***

***
В последние дни августа мы ходили любоваться осенним лесом. Сережа по дороге рассказывал о травах и цветах. Он не мог не заметить последний предосенний цветок, ярким пятном ожив-ляющий уже блекнущую траву и по праву несущий свое гордое звание «фригийский колоколец», замечал еще голубеющий по обочинам дороги цикорий, он знал и другое его название – «петровы батоги». Сладко-пряные запахи уже отцветающей таволги и увядающего клевера – все это особенно остро ощущалось, когда он был рядом.

***
Нелегко было видеть переживания Сережи, когда кто-то из знакомых, пригласив его на рыбалку, потом «забывал» об обещании – многие, но только не Владимир Сергеевич Раднюк. Кажется, я больше Сережи радовалась приглашению Владимира Сергеевича поехать порыбачить на карповник или на его дачу на Ухтохме.
Не уверена, спал ли Сережа в эти ночи в ожидании рыбалки.
 «И сейчас, проезжая мимо храма "Всех скобящих ра-дость", – вспоминает Владимир Сергеевич, – ищу глазами Сережу, смотрю, не стоит ли на углу знакомая фигура с удочкой и рюкзаком за плечами. На мои предложения подъехать к дому, Сережа отказывался и всегда выходил на дорогу, на угол к церкви, уверяя, что ему так гораздо удобнее».

***
Природа наделила Сережу удивительным даром полнокровно жить, наслаждаться всем, что судьба дарует человеку – и малым, и великим – и делить свою радость с окружающими. Как ребенок, он удивлялся упавшему на перила балкона семечку березы: «Посмотри, к нам соколята прилетели»; присмотревшись, я действительно видела в семенах маленьких соколят. Светлел лицом, увидев маленькую ящерку, пригревшуюся на пенечке, увитом брусникой. Пытаясь поближе разглядеть, уговаривал ее: «Не бойся, маленькая, я тебя отпущу».
Мы перестали ходить той тропинкой, мимо сосны, где ястреб свил гнездо и у них появились птенцы, дабы не беспокоить птиц.

***
Сережа знал историю виноделия и был не только знатоком вин, но со временем и сам научился изготавливать настойки, и весьма неплохого качества. В наших «закромах» до сих пор стоят бутылки с остатками вин – свидетелей тех добрых времен, когда очень часто, по случаю и без, в наш дом приходили все, кому нравилось бывать у нас.

********

Описание задания :: Сократите абзац из воспоминаний о Сереже, который начинается словами «Природа наделила Сережу», и сохраните его основные факты.

Исходные данные ::
********

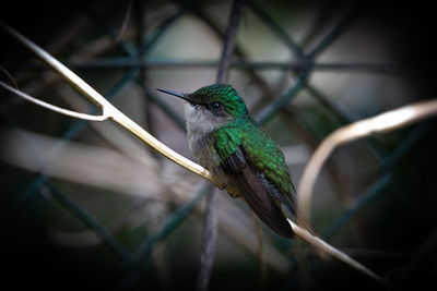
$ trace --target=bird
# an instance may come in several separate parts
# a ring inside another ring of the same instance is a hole
[[[293,238],[281,208],[296,216],[296,191],[284,154],[249,116],[232,85],[213,84],[193,93],[156,89],[187,101],[188,147],[196,161],[275,233]]]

********

Ожидаемый ответ :: Сережа от природы умел жить полной жизнью, радоваться и малому, и великому и делиться радостью с другими. Как ребенок, он удивлялся березовому семечку на перилах балкона и называл семена «соколятами». Светлел лицом при виде ящерки, гревшейся на пеньке в бруснике. Разглядывая ее поближе, уговаривал не бояться и обещал отпустить.